(Stored entries)
+ + +

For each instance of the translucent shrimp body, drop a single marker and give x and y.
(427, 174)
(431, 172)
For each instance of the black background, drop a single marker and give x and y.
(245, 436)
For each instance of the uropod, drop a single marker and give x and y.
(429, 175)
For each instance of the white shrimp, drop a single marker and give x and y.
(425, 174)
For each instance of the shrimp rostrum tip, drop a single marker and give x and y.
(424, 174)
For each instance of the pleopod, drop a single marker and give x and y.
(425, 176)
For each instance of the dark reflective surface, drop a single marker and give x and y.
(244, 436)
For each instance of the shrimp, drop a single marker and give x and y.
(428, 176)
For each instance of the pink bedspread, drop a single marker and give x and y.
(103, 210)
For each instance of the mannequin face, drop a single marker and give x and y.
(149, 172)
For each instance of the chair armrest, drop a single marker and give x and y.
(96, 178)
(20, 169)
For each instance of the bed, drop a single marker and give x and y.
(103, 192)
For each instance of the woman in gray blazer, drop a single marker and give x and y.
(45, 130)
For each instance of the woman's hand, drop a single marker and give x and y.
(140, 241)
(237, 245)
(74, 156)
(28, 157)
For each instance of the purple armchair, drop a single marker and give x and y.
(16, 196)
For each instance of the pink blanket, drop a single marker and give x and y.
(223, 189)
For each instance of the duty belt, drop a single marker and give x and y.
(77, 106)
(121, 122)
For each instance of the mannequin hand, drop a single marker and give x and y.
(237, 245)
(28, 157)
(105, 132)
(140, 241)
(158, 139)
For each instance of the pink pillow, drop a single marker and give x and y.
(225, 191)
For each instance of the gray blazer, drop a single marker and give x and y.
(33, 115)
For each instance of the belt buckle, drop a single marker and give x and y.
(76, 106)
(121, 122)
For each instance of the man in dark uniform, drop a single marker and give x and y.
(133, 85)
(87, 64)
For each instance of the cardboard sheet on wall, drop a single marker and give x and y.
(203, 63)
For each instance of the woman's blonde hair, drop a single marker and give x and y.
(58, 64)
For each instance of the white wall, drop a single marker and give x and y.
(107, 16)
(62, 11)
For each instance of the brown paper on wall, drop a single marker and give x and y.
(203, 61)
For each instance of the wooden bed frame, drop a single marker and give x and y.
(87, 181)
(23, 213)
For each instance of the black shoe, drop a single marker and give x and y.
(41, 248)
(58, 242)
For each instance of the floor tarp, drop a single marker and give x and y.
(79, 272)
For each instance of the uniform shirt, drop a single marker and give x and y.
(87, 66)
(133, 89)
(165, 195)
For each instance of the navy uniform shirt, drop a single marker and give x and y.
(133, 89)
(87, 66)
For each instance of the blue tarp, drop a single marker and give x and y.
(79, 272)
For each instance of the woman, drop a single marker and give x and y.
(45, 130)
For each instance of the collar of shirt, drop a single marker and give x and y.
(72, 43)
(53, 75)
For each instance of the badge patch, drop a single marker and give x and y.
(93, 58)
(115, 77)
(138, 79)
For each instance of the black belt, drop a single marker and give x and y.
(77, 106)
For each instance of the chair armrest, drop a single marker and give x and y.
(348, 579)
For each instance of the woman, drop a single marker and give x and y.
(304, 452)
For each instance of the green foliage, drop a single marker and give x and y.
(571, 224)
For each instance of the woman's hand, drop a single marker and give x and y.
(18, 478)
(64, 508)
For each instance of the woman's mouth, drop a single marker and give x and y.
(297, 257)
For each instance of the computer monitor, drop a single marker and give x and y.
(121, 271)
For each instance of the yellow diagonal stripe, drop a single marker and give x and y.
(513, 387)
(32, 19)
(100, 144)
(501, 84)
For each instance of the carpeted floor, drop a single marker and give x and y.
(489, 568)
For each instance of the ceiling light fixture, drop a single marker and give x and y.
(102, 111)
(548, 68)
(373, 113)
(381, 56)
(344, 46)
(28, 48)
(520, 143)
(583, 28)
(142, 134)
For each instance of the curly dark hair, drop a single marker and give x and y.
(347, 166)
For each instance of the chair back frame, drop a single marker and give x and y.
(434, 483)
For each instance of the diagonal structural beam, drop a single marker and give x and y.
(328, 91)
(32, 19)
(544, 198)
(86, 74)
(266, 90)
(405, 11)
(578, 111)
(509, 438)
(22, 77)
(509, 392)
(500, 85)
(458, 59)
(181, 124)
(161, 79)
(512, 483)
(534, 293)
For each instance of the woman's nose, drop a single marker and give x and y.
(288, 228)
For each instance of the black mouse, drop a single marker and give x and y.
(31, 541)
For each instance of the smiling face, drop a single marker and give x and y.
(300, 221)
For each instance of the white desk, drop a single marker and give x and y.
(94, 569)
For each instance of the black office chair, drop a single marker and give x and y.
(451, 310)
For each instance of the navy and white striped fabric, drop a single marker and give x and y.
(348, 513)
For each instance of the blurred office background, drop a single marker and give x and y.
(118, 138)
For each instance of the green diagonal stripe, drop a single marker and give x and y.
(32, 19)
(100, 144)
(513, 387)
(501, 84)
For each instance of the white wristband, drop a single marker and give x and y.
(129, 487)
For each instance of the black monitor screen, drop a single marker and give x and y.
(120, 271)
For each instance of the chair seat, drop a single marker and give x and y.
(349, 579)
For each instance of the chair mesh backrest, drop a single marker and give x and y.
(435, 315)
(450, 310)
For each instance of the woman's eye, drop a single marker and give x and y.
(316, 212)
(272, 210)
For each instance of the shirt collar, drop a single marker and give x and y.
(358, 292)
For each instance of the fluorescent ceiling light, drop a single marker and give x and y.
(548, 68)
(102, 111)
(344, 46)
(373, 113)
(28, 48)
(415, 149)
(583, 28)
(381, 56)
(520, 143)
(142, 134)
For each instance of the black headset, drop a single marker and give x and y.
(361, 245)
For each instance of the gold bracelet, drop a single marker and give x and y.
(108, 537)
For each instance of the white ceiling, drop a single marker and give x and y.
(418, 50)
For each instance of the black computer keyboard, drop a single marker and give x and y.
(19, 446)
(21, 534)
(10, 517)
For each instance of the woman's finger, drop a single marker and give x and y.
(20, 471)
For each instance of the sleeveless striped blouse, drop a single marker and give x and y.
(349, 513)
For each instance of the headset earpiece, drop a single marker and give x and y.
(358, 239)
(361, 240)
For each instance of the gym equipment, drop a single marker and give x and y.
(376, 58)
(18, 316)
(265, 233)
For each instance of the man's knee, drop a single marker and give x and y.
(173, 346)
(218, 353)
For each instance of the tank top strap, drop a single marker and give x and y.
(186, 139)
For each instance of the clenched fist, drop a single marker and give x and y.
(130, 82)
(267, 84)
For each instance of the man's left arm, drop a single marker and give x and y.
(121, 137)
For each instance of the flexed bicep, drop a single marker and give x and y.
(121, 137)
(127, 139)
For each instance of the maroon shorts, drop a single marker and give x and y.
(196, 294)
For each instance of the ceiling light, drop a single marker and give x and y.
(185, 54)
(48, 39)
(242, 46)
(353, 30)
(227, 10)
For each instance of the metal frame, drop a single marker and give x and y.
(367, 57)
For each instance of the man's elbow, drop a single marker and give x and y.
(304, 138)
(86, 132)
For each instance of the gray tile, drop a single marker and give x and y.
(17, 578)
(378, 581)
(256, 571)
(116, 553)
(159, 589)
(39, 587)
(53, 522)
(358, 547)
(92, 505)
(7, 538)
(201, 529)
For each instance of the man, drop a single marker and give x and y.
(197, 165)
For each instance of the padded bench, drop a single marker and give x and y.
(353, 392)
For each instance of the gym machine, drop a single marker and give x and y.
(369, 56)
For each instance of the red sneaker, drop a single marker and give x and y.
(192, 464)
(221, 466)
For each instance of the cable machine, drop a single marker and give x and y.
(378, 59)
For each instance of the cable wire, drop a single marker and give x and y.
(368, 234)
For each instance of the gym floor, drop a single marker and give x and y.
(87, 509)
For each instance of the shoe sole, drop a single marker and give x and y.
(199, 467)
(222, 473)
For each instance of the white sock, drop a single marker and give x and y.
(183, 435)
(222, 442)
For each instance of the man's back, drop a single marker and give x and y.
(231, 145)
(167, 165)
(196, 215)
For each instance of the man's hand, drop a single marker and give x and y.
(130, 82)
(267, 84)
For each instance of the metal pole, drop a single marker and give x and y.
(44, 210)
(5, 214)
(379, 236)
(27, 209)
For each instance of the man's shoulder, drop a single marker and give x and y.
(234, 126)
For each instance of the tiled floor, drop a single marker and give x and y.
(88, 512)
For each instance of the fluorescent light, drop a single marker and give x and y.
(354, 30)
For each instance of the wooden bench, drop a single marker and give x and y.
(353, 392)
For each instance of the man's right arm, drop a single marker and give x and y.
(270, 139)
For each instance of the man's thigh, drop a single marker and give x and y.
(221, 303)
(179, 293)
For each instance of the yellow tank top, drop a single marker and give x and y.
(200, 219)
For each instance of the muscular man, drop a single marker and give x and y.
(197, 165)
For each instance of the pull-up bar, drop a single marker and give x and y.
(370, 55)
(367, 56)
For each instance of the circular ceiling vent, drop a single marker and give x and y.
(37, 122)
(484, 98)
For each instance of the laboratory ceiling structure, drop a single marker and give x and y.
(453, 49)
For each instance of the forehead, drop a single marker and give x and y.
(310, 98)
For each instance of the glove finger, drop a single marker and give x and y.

+ + +

* _What the exercise asks_:
Nothing but the exact lines of the data above, from the line containing "For each instance of the man's thigh, drop" through the last, should appear in the answer.

* _Written answer_:
For each instance of the man's thigh, drop a single marker and give x and y.
(221, 303)
(179, 293)
For each instance of the yellow tank top, drop a single marker and give x and y.
(200, 219)
For each instance of the muscular man, drop a single marker and give x and y.
(197, 165)
For each instance of the pull-up bar, drop a single marker and give x and y.
(370, 55)
(367, 56)
For each instance of the circular ceiling vent, drop a single marker and give x and y.
(37, 122)
(484, 98)
For each instance of the laboratory ceiling structure, drop a single marker and give x and y.
(453, 49)
For each instance of the forehead, drop a single marker and give x and y.
(310, 98)
For each instance of the glove finger, drop a single marker and give x and y.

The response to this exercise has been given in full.